Recopiez mot pour mot le passage de l'extrait sur l'Afghanistan qui se trouve plus bas. Commencez aux mots « Les Américains ont » et arrêtez-vous après « ethnique du pays. ».

# EXTRAIT CITÉ:
####

Les Américains ont en revanche tenté de construire en Afghanistan une démocratie largement inspirée de leur propre système – ce qui, dans ce pays extrêmement divisé, a ajouté des affrontements électoraux aux clivages ethniques traditionnels. Ce système a en particulier conduit à partir de 2014 – alors que les jeux étaient déjà faits et qu’une victoire sur les talibans était devenue impossible – à une paralysie provoquée par la rivalité entre le Pachtoune Ashraf Ghani et le Tadjik Abdullah Abdullah, chacun titulaire d’environ la moitié des voix correspondant largement à la division ethnique du pays.

Ashraf Ghani – qui lors de mes premiers entretiens avec lui, alors qu’il était ministre des Finances puis recteur de l’université de Kaboul, avait précisément l’ambition et la lucidité nécessaires pour construire un État fonctionnel – parvint au pouvoir en 2014, trop tard pour pouvoir mettre en œuvre sa vision. Il fut absorbé par son conflit avec Abdullah Abdullah, la grave dégradation sécuritaire, les tensions avec les Américains, la crise financière de l’État, la perpétuelle recherche de financements, les conflits incessants entre tribus, les désaccords avec les bailleurs de fonds et, enfin, les élections. La construction de la démocratie à l’américaine a finalement accentué les divisions internes au lieu de les résorber comme espéré. Situation très classique dans un pays multiethnique.

La construction d’un État afghan exigeait la construction d’un ensemble d’institutions « modernes »

Les néoconservateurs américains ignoraient que la construction d’un État passait par la mise en place d’un ensemble d’institutions dégagées du népotisme ambiant : une armée multiethnique disposant d’une logistique qui fonctionne et d’une aviation autonome la moins sophistiquée possible pour pouvoir être entretenue par des mécaniciens rapidement formés, une police et une justice non corrompues, une administration centrale et locale reconstruites sur la base du mérite. C’était certes particulièrement difficile à instaurer dans un pays tribal, dans un contexte où le président Karzai refusait le principe méritocratique pour garder le contrôle de la nomination des responsables en fonction de sa stratégie d’alliances mouvantes.

####

# DONNÉES FOURNIES:

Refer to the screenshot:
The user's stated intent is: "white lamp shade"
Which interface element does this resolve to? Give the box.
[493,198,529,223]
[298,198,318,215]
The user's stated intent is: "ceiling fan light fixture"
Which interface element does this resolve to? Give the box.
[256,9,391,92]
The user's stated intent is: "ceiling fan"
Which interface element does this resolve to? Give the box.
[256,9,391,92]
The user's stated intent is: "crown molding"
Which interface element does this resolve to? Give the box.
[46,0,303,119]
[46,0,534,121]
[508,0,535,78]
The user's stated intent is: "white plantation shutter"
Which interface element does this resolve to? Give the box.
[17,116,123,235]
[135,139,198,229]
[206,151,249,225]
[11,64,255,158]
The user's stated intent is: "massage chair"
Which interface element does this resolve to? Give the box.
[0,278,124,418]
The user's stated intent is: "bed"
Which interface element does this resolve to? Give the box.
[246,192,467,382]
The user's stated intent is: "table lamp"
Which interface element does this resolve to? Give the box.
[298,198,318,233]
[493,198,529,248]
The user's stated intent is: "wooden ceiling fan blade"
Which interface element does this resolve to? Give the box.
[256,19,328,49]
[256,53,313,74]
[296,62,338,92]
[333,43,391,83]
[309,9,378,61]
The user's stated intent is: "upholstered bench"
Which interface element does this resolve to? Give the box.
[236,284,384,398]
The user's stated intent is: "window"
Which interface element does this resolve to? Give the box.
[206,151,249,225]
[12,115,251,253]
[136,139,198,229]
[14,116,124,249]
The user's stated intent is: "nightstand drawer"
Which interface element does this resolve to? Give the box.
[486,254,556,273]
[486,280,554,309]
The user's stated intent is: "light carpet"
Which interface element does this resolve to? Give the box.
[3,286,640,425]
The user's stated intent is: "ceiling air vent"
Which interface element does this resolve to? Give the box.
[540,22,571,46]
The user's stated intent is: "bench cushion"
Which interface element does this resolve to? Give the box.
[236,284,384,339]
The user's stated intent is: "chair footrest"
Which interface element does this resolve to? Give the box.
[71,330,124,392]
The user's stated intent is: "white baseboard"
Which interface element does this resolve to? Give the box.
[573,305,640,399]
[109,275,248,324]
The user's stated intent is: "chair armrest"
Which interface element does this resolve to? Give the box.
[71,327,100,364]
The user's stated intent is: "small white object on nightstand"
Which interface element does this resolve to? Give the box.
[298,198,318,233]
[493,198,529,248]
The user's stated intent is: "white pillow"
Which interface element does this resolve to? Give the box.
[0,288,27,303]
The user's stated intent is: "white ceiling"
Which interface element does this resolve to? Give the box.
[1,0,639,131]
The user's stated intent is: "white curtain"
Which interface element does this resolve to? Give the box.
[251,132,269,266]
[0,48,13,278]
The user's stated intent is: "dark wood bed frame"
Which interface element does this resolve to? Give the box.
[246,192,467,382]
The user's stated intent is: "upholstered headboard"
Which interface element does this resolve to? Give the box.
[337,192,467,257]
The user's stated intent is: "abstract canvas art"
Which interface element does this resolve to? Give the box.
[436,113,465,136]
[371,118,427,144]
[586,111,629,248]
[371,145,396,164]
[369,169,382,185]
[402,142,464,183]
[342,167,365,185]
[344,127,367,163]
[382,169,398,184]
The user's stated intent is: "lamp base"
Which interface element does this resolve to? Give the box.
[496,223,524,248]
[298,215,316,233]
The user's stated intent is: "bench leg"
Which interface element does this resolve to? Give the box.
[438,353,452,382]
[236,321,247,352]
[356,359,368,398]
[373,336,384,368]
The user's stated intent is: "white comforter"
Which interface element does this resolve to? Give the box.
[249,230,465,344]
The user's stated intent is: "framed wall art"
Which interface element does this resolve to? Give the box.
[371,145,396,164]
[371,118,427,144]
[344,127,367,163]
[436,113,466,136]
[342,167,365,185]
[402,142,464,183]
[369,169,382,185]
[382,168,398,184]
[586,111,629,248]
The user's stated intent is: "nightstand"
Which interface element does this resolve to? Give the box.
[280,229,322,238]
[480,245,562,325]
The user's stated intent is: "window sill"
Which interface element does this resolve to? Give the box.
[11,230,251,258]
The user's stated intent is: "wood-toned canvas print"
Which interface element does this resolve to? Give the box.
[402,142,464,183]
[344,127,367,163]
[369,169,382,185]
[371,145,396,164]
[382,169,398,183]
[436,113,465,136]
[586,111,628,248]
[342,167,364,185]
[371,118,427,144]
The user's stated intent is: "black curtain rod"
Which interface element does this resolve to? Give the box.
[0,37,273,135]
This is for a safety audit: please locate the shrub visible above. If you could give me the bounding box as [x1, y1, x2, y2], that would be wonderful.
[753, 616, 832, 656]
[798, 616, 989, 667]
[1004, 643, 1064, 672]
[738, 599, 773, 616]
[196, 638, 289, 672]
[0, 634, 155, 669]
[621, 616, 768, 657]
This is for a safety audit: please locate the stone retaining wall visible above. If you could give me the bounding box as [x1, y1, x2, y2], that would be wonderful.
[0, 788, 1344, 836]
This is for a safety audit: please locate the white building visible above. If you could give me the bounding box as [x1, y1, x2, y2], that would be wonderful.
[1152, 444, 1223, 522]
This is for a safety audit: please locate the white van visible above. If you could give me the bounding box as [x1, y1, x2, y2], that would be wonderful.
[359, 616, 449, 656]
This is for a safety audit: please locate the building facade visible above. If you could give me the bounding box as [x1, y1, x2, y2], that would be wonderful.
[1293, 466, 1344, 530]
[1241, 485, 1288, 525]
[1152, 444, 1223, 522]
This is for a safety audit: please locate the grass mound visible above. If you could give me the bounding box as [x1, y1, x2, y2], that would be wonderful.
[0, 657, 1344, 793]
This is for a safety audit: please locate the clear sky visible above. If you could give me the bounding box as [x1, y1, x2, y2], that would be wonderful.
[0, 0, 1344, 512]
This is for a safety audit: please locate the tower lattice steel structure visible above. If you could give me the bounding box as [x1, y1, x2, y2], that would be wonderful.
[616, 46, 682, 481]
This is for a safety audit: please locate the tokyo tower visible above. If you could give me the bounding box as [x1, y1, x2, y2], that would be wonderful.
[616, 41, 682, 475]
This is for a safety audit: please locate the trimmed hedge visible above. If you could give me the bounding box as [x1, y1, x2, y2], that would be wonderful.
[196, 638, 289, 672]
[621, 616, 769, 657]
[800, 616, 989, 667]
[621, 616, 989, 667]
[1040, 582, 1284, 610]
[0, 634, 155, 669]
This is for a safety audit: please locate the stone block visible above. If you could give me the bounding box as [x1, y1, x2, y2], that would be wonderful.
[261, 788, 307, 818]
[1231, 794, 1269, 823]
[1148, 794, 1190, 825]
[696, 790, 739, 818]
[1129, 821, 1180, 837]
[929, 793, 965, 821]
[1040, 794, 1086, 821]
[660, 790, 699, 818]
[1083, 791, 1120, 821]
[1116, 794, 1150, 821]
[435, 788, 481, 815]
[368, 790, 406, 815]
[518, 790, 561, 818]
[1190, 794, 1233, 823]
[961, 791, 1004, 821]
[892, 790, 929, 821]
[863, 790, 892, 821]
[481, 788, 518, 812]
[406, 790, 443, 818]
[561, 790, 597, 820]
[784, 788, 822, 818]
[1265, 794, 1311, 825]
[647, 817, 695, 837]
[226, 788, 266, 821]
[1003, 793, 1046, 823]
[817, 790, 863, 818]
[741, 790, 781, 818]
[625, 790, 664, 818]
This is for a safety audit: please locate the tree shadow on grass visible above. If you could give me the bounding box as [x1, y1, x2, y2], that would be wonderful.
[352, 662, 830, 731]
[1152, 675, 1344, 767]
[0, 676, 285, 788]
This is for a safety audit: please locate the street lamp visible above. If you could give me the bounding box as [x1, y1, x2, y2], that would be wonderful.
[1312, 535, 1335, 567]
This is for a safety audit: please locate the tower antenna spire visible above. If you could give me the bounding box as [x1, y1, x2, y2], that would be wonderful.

####

# VOICI LA RÉPONSE:
Les Américains ont en revanche tenté de construire en Afghanistan une démocratie largement inspirée de leur propre système – ce qui, dans ce pays extrêmement divisé, a ajouté des affrontements électoraux aux clivages ethniques traditionnels. Ce système a en particulier conduit à partir de 2014 – alors que les jeux étaient déjà faits et qu’une victoire sur les talibans était devenue impossible – à une paralysie provoquée par la rivalité entre le Pachtoune Ashraf Ghani et le Tadjik Abdullah Abdullah, chacun titulaire d’environ la moitié des voix correspondant largement à la division ethnique du pays.